>> BEGIN Extract to read

First you need to have NC with the OW.

Second find a counselor that deals with these issues. Once you have an appointment set up I would sit down with your wife and tell her what you have done. Tell her everything.

Your life will suck for a while but if you are serious about treatment and your marriage the pain of this experience will be worth you getting your life and your marriage under control.


----------



## ShatteredinAL (Feb 5, 2012)

I'm wondering if OP is my husband, because it describes him perfectly. Tell your wife. She WILL find out on her own, and that is tremendously worse believe me. I'm almost 7 months out from finding out on my own that my husband referred to a coworker as a "secret girlfriend", and I've lost every ounce of respect I had for him. If he had approached me with his feelings before they got out of control, I truly believe we could have worked through them and came out with a much stronger relationship. Don't drag your wife through the mud like so many of the rest of us have been. Show her the respect she deserves.


----------



## derby (Mar 29, 2012)

Thanks for all the replies, please keep them coming no matter how harsh, I need to hear them all.

I really do appreciate the advice. You are right in that I do need to figure out why I am doing this and what I am missing from my marriage. 

I really want things to work out with my wife. I have been really depressed lately because of this and she obviously knows something is up. I keep making excuses about work. I really don't think I can tell her; on many an occasion she has said that if I ever cheated then we are finished. I also know that that should be her decision to make, and so not telling her makes me even more guilty, but her world would be crushed if she found out. Not to mention all the humiliation she would feel from it. I think it's unnecessarily cruel.

Unfortunately I can't go no contact with the other woman either. We work in the same building and see each other often because of work. We used to go for lunch together almost every day etc but I am going to curb that and keep it professional. Because of what I do I also cannot switch buildings/change jobs etc, it really isn't as simple as that. 

Anyway I have arranged to start counselling so hopefully I can figure out what is missing. Please keep the replies coming, it really does help me!


----------



## Mrs1980 (May 6, 2011)

ShatteredinAL said:


> I'm wondering if OP is my husband, because it describes him perfectly. Tell your wife. She WILL find out on her own, and that is tremendously worse believe me. I'm almost 7 months out from finding out on my own that my husband referred to a coworker as a "secret girlfriend", and I've lost every ounce of respect I had for him. If he had approached me with his feelings before they got out of control, I truly believe we could have worked through them and came out with a much stronger relationship. Don't drag your wife through the mud like so many of the rest of us have been. Show her the respect she deserves.


:iagree:

My h could have been the op too...it's been 15 months and I still can't think of my h the same as before everything came out. And don't think she might not find out. People, especially at work, gossip about situations like this-that's how I found out. Please, please talk to her. NOW!


----------



## sd212 (Feb 24, 2012)

Men lust after other women but you obviously can't control it.

You are crap for having an EA and not telling her about. Man up, tell her and correct your behavior before its too late. Credit to you for recognizing it is wrong but you gotta do something.

Most of us are here b/c we're in your wife's position and believe me, it SUX. Don't do this to her.


----------



## Complexity (Dec 31, 2011)

>> END Extract to read

## Set task a:
Update the records, starting at the line that contains "roof. Do not add anything beyond the points." and ending at the end of the records, so that "Drop" becomes "Place" and nothing else changes.
The records have nothing to do with the forum thread.

>> BEGIN Extracted data

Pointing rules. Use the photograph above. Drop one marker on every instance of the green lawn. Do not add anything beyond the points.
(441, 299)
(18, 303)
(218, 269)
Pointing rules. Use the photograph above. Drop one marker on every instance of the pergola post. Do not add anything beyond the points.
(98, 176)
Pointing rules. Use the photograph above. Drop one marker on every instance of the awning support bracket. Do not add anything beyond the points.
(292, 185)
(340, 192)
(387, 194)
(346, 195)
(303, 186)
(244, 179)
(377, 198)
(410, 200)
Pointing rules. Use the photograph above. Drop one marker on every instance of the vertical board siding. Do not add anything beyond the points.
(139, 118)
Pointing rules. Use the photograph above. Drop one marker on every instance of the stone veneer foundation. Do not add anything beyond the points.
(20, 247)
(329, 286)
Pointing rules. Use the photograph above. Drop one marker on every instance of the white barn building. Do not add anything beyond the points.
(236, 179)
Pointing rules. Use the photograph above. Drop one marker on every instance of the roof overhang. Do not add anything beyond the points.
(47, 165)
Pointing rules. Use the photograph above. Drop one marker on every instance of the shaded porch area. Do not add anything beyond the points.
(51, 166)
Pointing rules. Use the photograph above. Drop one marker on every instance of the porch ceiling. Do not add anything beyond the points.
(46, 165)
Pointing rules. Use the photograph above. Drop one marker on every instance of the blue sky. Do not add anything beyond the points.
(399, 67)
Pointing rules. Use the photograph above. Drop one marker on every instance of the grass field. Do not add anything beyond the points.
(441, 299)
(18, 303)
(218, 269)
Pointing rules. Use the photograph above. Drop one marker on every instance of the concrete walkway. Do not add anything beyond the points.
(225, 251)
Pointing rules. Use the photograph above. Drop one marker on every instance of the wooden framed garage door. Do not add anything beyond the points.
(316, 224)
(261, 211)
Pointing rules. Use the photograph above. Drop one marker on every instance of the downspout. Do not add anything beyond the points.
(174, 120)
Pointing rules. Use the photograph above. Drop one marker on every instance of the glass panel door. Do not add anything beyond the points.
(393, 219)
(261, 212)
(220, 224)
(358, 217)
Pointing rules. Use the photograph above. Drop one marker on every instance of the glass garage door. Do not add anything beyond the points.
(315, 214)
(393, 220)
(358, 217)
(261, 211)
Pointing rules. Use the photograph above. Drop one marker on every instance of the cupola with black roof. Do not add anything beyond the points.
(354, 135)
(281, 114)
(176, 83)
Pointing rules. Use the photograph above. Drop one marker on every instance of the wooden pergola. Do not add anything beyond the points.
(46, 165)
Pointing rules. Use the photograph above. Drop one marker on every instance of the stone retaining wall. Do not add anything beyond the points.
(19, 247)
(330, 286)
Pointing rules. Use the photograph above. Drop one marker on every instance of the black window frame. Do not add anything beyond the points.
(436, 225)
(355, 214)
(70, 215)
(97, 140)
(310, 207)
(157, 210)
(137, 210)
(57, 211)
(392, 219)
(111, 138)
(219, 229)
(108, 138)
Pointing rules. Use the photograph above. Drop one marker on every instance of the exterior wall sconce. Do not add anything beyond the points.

>> END Extracted data

## Set task b:
Return the passage of the forum thread starting at "Thanks for all" and ending at "from my marriage.", copied word for word.

## Finished answer a:
Pointing rules. Use the photograph above. Place one marker on every instance of the cupola with black roof. Do not add anything beyond the points.
(354, 135)
(281, 114)
(176, 83)
Pointing rules. Use the photograph above. Place one marker on every instance of the wooden pergola. Do not add anything beyond the points.
(46, 165)
Pointing rules. Use the photograph above. Place one marker on every instance of the stone retaining wall. Do not add anything beyond the points.
(19, 247)
(330, 286)
Pointing rules. Use the photograph above. Place one marker on every instance of the black window frame. Do not add anything beyond the points.
(436, 225)
(355, 214)
(70, 215)
(97, 140)
(310, 207)
(157, 210)
(137, 210)
(57, 211)
(392, 219)
(111, 138)
(219, 229)
(108, 138)
Pointing rules. Use the photograph above. Place one marker on every instance of the exterior wall sconce. Do not add anything beyond the points.

## Finished answer b:
Thanks for all the replies, please keep them coming no matter how harsh, I need to hear them all.

I really do appreciate the advice. You are right in that I do need to figure out why I am doing this and what I am missing from my marriage.